Stated exercise: Pick out every line in the records that contains the word "wooden" and copy each one.

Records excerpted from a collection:
::::::::::

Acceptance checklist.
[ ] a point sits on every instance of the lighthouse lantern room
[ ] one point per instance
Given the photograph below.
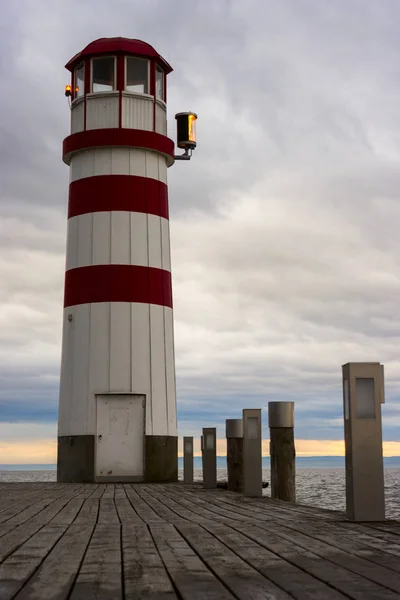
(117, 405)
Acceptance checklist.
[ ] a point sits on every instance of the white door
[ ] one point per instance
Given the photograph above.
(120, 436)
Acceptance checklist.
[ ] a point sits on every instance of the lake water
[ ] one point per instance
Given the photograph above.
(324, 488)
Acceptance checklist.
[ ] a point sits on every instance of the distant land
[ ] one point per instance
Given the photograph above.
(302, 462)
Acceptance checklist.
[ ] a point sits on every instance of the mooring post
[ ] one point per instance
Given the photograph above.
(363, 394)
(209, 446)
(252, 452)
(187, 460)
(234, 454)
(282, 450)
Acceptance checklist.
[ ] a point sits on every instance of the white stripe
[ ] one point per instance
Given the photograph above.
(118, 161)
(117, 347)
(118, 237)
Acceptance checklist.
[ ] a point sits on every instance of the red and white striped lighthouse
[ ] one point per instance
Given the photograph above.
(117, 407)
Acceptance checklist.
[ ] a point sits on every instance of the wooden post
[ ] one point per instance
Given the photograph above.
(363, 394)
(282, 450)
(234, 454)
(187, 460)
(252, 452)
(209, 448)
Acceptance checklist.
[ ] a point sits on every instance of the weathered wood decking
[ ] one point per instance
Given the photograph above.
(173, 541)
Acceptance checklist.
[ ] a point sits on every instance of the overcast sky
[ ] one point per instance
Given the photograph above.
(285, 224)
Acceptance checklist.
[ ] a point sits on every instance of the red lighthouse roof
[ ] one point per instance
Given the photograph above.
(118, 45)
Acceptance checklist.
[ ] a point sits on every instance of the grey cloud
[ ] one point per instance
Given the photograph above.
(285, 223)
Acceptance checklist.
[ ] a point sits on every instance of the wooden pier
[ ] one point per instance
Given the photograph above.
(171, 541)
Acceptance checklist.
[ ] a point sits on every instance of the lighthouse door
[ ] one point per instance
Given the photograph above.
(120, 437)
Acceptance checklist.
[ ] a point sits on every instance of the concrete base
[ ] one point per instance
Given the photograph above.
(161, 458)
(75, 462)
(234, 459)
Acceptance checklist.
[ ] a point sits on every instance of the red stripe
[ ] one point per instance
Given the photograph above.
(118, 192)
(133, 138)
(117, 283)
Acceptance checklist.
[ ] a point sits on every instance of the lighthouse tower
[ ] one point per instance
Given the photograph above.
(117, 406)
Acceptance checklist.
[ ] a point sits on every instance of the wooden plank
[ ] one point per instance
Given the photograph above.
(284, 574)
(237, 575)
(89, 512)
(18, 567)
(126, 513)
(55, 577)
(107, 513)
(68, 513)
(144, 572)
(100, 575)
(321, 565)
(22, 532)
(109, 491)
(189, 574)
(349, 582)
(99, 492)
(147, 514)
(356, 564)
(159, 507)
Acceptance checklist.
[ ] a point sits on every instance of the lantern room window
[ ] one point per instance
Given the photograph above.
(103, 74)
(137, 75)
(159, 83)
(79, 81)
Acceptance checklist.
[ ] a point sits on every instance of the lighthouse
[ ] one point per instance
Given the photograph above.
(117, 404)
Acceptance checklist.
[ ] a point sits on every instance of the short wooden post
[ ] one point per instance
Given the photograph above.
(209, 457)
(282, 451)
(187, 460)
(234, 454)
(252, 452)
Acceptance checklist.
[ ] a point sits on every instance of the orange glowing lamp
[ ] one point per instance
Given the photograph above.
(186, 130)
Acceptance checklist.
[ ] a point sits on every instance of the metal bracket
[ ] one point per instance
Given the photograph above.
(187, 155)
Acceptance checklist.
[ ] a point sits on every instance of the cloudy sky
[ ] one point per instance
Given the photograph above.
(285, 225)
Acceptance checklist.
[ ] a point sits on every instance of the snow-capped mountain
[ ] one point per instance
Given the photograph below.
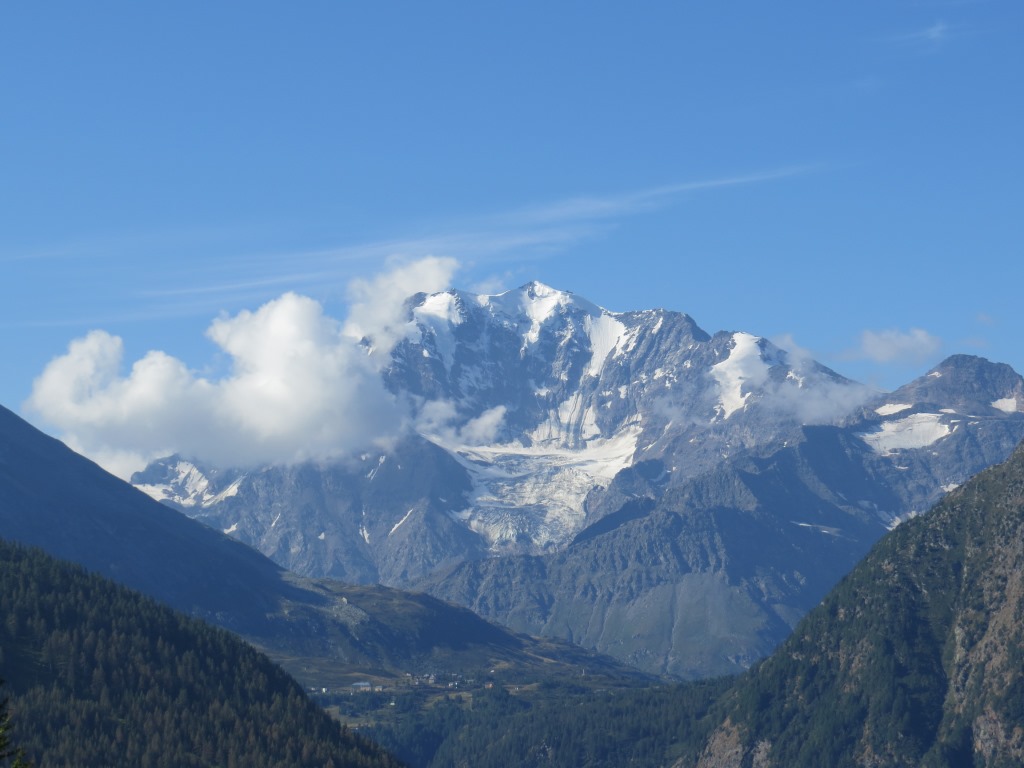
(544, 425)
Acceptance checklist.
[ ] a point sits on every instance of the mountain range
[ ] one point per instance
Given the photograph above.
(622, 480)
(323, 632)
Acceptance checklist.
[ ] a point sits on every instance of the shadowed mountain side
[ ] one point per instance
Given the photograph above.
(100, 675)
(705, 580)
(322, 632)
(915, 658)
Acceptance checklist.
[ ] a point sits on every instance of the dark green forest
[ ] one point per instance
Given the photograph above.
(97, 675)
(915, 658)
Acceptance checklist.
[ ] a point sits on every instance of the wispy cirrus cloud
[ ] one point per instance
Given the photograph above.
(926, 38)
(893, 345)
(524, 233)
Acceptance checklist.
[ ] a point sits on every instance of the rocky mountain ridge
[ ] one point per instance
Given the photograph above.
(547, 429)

::::::::::

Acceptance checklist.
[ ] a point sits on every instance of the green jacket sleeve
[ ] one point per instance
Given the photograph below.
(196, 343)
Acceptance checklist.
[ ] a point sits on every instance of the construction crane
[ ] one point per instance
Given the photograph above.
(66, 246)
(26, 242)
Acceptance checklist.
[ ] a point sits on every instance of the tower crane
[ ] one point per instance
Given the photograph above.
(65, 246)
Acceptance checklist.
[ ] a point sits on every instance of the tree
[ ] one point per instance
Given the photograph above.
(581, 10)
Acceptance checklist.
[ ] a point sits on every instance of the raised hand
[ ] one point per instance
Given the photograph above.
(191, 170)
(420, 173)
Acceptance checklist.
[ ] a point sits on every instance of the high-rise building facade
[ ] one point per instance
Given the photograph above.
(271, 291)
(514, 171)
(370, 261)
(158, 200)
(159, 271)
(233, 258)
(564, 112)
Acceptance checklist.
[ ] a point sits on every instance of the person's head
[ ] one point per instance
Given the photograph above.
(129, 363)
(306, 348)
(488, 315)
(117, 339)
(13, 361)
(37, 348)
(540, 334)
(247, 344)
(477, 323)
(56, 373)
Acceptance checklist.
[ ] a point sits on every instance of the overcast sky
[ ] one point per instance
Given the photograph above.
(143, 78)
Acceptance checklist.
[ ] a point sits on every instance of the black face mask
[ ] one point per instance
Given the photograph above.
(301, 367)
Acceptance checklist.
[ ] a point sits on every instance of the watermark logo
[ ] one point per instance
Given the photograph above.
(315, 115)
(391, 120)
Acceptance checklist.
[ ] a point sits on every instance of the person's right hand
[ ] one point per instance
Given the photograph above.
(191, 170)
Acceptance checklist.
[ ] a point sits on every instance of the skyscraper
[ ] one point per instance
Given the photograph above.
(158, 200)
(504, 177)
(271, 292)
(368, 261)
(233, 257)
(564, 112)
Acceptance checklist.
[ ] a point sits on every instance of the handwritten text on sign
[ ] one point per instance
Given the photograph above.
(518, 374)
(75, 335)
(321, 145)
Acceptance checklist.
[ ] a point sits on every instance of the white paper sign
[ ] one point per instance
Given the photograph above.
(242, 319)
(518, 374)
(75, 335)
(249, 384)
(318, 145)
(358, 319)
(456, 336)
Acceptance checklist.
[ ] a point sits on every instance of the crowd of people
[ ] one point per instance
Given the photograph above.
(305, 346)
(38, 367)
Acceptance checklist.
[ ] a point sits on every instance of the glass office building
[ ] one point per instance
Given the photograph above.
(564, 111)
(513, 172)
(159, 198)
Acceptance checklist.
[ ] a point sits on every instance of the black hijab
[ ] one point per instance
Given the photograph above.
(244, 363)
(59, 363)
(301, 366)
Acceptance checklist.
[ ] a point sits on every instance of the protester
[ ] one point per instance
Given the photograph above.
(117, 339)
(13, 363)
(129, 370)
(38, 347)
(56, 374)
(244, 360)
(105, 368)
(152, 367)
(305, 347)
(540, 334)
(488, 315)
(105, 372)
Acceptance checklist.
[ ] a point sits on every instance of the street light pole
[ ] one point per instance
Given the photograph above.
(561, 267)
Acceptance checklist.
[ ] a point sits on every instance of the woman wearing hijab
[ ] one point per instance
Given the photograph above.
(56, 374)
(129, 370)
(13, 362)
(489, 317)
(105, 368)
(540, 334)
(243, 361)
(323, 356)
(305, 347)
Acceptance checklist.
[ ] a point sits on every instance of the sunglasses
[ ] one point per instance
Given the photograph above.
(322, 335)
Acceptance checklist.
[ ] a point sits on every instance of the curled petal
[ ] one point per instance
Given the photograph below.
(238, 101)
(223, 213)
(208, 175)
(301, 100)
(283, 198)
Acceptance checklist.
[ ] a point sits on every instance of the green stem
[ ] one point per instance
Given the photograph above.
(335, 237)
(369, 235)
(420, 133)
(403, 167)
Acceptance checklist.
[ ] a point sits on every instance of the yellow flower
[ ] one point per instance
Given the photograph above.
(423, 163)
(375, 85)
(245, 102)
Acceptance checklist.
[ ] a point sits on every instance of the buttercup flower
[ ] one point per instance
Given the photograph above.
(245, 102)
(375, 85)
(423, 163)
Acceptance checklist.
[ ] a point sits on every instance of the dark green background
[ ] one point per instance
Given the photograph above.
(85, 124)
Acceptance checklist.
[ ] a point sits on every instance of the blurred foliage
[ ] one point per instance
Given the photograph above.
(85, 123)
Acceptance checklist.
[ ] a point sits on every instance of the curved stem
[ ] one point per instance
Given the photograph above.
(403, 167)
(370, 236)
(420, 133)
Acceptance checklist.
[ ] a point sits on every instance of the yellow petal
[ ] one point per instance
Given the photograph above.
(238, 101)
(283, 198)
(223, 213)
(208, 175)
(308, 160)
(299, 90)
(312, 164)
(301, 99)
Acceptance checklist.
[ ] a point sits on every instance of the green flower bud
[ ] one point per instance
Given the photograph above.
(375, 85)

::::::::::

Correct answer:
[ ] a point sits on every instance of the wooden post
[ ] a point sits on every instance of the wooden pier
[ ] a point sits on every instance of the wooden plank
[ ] a point sits on every instance of the short wooden post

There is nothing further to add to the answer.